*** Extract to read ***
Broad - Pitch still suits
Stuart Broad reckons the Basin Reserve pitch will continue to suit England's attack ahead of the final day of the second Test.
Last Updated: 16/03/08 7:38am
With England needing four wickets on the final day to take the second Test and level the series against New Zealand, Stuart Broad reckons the Basin Reserve pitch will continue to suit the tourists' attack.
Having suffered a dismal 189-run loss in the opening Test at Hamilton on a slow pitch, the bouncier surface in Wellington has put England in command after New Zealand finished day four on 242 for six - the Black Caps chasing an unlikely victory target of 438.
England are therefore within sight of their first win in eight Tests in spite of a poor day in the field, with five catches being dropped and a stumping also missed.
Nevertheless, Broad said: "I think we've responded well so far. We're delighted to be in the position we're in needing four wickets to win a Test match on the last day.
"The wicket has probably suited us more here than at Hamilton, where it was very slow and low, and it's played a bit more into our hands. We've come out
fighting, bowled and batted nicely and we'd fielded well up until today."
*** Data records ***
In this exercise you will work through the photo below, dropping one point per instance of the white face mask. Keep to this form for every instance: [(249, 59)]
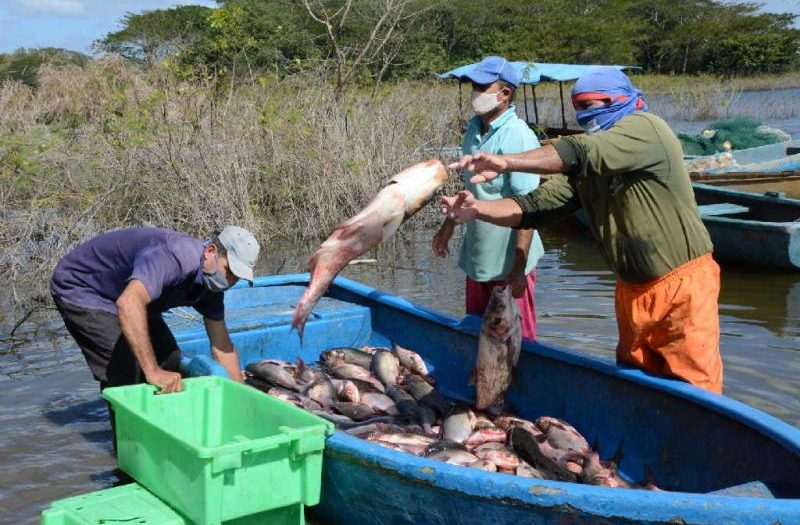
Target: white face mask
[(483, 102)]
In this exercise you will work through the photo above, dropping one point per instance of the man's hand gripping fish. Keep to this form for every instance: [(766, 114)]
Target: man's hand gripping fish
[(403, 196)]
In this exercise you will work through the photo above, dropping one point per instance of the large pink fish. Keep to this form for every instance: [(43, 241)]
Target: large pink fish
[(403, 196)]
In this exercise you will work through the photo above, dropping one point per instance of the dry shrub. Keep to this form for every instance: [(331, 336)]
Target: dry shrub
[(108, 147)]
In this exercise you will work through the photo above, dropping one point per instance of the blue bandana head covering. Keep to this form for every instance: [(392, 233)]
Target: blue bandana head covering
[(613, 85)]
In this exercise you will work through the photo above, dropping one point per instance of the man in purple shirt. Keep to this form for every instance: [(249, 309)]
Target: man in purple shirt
[(112, 289)]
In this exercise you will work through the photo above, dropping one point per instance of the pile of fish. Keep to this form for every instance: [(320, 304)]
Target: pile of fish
[(386, 396)]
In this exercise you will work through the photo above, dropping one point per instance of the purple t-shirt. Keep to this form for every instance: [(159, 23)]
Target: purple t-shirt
[(169, 264)]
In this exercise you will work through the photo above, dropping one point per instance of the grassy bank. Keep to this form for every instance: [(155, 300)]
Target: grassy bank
[(106, 146)]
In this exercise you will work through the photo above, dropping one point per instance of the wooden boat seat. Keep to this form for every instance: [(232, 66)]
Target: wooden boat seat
[(754, 489), (722, 208)]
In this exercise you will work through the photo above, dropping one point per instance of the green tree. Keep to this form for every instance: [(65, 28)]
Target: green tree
[(24, 64), (152, 36)]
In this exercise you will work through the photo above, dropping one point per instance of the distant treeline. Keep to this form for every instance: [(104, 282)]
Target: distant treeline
[(380, 39)]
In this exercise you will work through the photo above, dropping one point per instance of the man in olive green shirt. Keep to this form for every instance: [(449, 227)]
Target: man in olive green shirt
[(628, 175)]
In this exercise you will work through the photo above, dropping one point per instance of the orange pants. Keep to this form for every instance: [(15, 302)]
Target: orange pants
[(670, 326)]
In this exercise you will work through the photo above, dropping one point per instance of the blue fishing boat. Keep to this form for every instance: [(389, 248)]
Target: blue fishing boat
[(781, 157), (751, 229), (718, 460), (774, 167)]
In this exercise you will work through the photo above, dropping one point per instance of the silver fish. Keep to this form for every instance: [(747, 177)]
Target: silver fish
[(403, 196), (410, 359), (386, 367), (498, 347)]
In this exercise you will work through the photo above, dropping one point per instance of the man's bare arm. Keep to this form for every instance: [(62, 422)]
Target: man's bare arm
[(132, 310), (222, 348), (486, 166)]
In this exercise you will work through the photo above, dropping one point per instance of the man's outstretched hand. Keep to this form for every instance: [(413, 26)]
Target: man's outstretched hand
[(461, 208), (485, 166), (165, 381)]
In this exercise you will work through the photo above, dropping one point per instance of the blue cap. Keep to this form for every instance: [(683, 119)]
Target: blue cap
[(492, 69)]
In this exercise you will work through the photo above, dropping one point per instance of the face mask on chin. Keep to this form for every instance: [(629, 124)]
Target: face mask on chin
[(215, 281), (482, 102)]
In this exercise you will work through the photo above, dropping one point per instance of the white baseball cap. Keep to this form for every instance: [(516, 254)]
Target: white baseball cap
[(242, 251)]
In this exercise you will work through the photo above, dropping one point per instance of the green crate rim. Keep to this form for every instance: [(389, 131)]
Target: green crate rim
[(287, 436)]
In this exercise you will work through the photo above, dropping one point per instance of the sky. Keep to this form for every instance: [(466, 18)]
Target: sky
[(75, 24)]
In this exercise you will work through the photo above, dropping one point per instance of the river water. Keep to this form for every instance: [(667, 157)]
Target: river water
[(54, 431)]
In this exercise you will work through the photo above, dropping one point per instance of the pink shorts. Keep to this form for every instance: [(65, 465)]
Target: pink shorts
[(477, 296)]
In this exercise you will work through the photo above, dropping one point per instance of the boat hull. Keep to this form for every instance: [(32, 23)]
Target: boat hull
[(695, 442), (767, 235)]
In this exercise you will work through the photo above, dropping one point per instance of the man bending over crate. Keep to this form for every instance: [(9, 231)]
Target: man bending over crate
[(112, 290)]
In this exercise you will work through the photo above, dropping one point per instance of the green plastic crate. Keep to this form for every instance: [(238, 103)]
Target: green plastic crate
[(134, 505), (219, 450)]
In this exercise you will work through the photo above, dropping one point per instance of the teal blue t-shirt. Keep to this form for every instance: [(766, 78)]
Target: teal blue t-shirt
[(487, 253)]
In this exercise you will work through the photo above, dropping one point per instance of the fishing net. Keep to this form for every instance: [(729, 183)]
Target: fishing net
[(730, 134)]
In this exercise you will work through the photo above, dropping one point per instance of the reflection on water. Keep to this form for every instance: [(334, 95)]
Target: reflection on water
[(55, 439)]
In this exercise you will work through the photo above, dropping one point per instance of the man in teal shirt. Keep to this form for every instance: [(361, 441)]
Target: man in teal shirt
[(494, 255)]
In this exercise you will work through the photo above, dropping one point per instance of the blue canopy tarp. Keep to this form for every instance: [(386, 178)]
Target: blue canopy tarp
[(535, 72)]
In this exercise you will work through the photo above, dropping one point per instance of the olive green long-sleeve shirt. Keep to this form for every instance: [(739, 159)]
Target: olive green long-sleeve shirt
[(636, 193)]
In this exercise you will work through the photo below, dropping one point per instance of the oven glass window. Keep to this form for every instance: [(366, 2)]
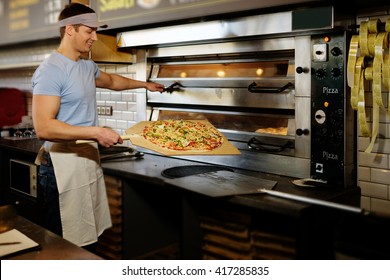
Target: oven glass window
[(275, 125), (266, 69)]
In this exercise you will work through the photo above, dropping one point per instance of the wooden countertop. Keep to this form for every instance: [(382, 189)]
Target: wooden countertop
[(52, 246)]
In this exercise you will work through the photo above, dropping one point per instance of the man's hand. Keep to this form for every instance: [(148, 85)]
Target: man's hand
[(108, 137), (154, 87)]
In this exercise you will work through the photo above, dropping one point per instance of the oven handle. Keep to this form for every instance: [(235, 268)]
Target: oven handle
[(257, 145), (256, 89), (173, 87)]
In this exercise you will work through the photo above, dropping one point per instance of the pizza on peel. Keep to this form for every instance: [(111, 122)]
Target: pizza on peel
[(183, 135)]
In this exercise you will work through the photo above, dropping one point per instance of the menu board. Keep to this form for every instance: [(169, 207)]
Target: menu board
[(129, 13), (29, 20)]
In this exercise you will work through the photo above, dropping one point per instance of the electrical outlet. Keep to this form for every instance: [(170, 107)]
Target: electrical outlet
[(104, 110), (108, 110)]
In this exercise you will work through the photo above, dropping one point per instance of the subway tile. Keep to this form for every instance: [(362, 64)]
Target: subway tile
[(364, 173), (121, 124), (132, 107), (102, 122), (111, 103), (121, 106), (128, 96), (117, 115), (129, 116), (380, 176), (105, 96), (374, 190), (373, 160), (116, 96), (363, 143), (365, 202), (111, 123), (380, 206), (101, 103)]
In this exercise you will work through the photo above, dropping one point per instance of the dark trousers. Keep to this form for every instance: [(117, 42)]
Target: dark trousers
[(49, 197)]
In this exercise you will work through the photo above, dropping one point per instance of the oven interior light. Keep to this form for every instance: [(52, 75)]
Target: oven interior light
[(221, 73), (259, 71)]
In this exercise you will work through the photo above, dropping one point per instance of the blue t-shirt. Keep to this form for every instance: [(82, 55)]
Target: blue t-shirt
[(74, 83)]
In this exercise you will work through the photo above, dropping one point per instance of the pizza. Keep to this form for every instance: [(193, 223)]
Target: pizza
[(183, 135)]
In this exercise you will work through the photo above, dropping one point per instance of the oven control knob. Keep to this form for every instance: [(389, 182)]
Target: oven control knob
[(301, 131), (301, 70), (320, 116), (335, 51), (320, 73), (336, 72)]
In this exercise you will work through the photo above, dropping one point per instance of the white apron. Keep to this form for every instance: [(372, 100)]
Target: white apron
[(84, 208)]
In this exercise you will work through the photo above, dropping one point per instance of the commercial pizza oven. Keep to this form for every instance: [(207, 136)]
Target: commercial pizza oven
[(278, 94)]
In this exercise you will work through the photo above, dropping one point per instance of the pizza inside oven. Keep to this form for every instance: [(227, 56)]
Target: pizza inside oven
[(183, 135)]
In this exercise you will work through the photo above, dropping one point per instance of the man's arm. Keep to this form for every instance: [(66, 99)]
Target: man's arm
[(117, 82), (47, 127)]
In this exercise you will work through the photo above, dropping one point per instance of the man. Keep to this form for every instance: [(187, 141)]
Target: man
[(64, 110)]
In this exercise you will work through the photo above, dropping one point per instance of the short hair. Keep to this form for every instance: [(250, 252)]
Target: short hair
[(71, 10)]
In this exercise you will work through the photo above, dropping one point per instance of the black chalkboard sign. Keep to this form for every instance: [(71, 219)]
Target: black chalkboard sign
[(29, 20)]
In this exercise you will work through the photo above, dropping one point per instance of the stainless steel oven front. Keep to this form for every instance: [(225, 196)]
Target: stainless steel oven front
[(279, 96)]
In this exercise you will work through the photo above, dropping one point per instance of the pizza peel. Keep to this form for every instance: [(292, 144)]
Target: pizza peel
[(135, 135)]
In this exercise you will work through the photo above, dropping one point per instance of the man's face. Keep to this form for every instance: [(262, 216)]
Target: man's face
[(84, 38)]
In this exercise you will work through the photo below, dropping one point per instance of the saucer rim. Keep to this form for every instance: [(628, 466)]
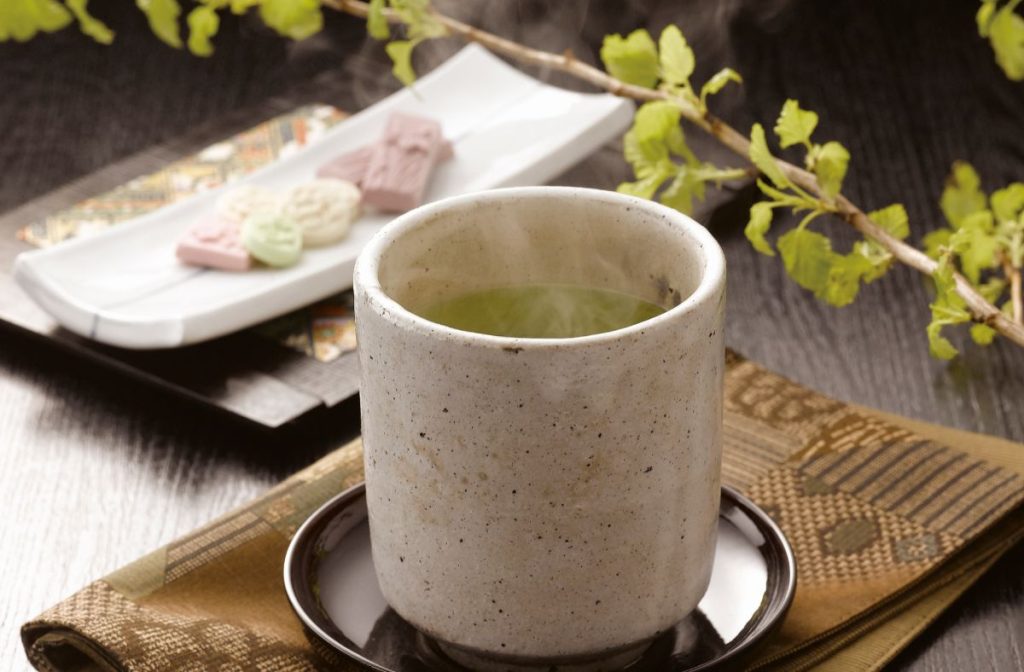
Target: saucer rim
[(778, 598)]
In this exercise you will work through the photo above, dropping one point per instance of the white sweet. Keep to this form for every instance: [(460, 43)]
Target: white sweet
[(245, 200), (324, 209)]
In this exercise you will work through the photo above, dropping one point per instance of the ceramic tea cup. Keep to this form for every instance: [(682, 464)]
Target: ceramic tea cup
[(542, 501)]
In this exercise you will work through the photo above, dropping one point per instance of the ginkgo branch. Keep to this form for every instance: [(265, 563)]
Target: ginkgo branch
[(1013, 275), (981, 310)]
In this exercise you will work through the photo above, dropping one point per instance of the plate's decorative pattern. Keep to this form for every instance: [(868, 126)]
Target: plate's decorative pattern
[(218, 164), (325, 330)]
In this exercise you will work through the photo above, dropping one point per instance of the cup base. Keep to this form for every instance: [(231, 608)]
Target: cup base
[(606, 661)]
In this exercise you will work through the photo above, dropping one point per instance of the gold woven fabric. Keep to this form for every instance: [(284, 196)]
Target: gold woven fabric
[(889, 519)]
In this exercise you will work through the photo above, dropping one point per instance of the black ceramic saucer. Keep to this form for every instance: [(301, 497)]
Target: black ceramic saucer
[(329, 576)]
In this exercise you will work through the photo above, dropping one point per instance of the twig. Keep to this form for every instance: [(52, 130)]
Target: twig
[(1013, 274), (981, 310)]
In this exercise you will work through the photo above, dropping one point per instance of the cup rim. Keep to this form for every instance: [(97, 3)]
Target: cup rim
[(367, 278)]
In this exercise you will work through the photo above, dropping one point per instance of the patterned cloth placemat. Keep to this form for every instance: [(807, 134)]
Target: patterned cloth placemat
[(888, 521), (325, 330)]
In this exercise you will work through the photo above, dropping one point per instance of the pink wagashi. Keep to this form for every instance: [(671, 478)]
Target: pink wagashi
[(352, 166), (215, 243), (402, 161)]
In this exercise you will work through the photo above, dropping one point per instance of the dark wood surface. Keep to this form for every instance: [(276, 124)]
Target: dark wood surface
[(97, 468)]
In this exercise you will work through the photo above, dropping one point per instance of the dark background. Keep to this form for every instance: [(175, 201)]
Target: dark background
[(96, 468)]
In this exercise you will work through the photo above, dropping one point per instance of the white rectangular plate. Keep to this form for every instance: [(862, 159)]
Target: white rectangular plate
[(125, 287)]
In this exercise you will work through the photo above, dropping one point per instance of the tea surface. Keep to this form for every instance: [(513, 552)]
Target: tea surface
[(542, 311)]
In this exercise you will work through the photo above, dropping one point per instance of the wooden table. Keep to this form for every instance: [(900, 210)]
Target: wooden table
[(95, 469)]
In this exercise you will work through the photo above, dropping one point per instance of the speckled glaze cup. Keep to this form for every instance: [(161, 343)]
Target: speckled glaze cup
[(539, 502)]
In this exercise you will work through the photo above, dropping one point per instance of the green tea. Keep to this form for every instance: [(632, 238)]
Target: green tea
[(542, 311)]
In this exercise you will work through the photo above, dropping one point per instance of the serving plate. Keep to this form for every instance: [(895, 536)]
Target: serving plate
[(125, 287), (332, 586)]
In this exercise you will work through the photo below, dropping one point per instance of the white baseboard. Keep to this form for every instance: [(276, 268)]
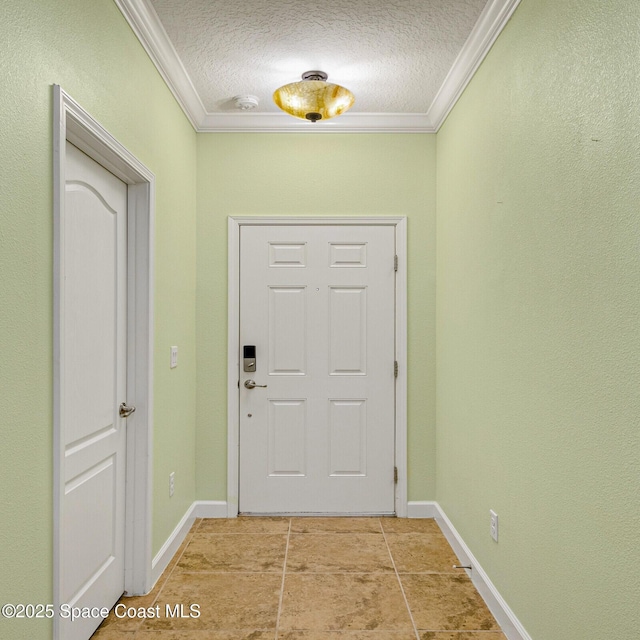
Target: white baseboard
[(210, 509), (511, 626), (199, 509), (505, 617), (423, 509)]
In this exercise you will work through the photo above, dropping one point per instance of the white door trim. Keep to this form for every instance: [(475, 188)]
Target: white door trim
[(233, 360), (74, 124)]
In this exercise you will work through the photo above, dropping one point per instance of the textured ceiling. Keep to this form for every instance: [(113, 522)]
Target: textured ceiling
[(406, 61), (393, 55)]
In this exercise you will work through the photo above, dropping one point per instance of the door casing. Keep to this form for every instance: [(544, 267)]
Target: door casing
[(233, 350), (74, 124)]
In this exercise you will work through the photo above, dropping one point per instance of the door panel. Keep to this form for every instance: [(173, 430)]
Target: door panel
[(93, 384), (318, 302)]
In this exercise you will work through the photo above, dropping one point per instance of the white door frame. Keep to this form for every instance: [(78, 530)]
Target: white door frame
[(74, 124), (233, 351)]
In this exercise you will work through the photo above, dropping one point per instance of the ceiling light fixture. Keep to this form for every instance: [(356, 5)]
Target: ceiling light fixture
[(314, 98)]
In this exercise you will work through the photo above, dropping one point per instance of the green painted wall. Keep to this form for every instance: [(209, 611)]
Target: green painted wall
[(538, 316), (87, 48), (300, 174)]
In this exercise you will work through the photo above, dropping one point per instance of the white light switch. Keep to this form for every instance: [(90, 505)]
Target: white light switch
[(174, 357)]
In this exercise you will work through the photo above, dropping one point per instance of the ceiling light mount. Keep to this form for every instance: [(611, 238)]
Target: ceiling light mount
[(315, 75), (314, 98)]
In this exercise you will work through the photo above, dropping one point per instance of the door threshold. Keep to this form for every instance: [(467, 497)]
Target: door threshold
[(316, 514)]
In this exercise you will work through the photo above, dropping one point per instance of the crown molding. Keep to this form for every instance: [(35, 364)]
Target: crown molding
[(346, 123), (145, 23), (491, 22)]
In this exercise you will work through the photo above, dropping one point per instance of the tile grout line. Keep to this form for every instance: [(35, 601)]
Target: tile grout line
[(404, 595), (284, 573)]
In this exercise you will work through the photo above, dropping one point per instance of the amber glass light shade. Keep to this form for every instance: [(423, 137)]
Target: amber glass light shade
[(313, 99)]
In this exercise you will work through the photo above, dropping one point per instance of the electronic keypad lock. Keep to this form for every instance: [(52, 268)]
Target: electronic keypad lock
[(249, 358)]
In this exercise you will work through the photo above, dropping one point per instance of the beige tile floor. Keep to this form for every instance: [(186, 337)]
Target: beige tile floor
[(311, 579)]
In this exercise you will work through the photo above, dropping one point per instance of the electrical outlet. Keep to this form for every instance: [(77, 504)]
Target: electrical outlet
[(494, 524)]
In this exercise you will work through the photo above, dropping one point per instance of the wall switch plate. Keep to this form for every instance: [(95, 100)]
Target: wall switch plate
[(174, 357), (494, 524)]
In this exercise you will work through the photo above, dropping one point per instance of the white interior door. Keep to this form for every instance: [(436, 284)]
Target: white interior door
[(93, 352), (318, 304)]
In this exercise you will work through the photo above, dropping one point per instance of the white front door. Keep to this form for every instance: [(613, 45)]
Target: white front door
[(318, 305), (93, 384)]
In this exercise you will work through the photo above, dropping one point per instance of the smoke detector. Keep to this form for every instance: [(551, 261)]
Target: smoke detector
[(246, 103)]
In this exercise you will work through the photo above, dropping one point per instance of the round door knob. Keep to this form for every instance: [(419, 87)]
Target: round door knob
[(250, 384)]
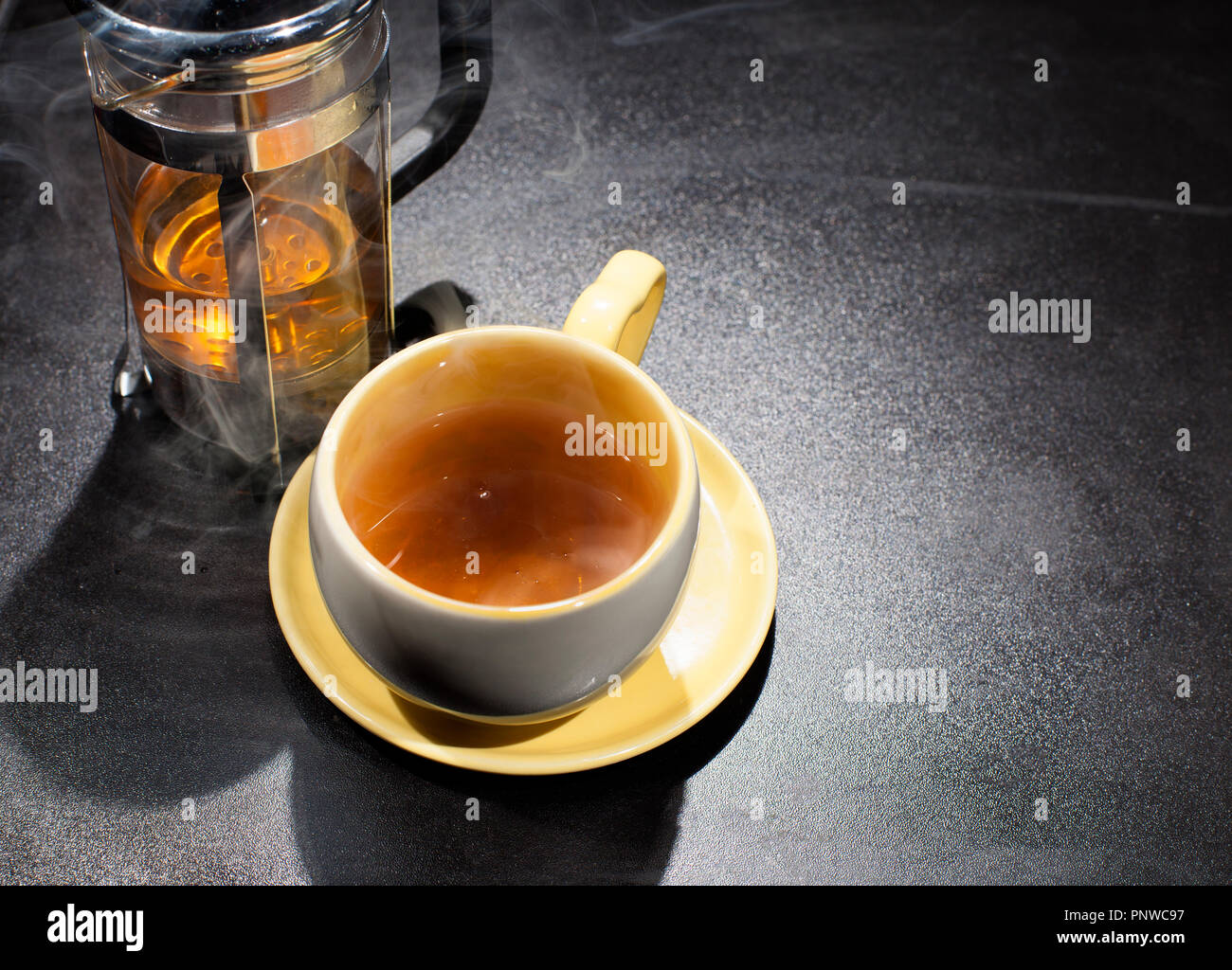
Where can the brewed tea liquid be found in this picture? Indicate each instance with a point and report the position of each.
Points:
(483, 504)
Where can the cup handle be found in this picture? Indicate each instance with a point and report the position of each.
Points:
(617, 311)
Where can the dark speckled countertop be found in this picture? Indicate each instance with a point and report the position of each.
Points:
(875, 316)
***
_Instructions for the task_
Carry on the cricket report on Stuart Broad and the Basin Reserve pitch from the point where it stops. The records have nothing to do with anything here.

_Written reply_
England's sloppy fielding could potentially have handed the initiative to New Zealand on Sunday.
However, England regained momentum when, armed with the second new ball, Ryan Sidebottom had Jacob Oram caught in the gully one ball before bad light stopped play.
"I don't think the fielding was down to nerves," said Broad. "The guys were very focused on the game in hand - I think it was just down to human error.
"Our fielding in Hamilton was fantastic and we took a few blinders there but we've put a few down here and that's just the way cricket goes sometimes."
Broad also said that Lancashire seamer James Anderson would be ready to bowl with the new ball on the final day.
Anderson had to pass a fitness test on his left ankle after injuring it playing football on Saturday.
"He was trying to be a bit fancy on the football pitch and trod on the ball and twisted his ankle," Broad explained.
"I don't think he was every really a massive doubt. The medical team did a really good job on him overnight and I'm sure he'll be looking to take the new
ball tomorrow flying up that hill into the wind."
Meanwhile, New Zealand batsman Ross Taylor admitted they were frustrated by the late dismissal of Oram.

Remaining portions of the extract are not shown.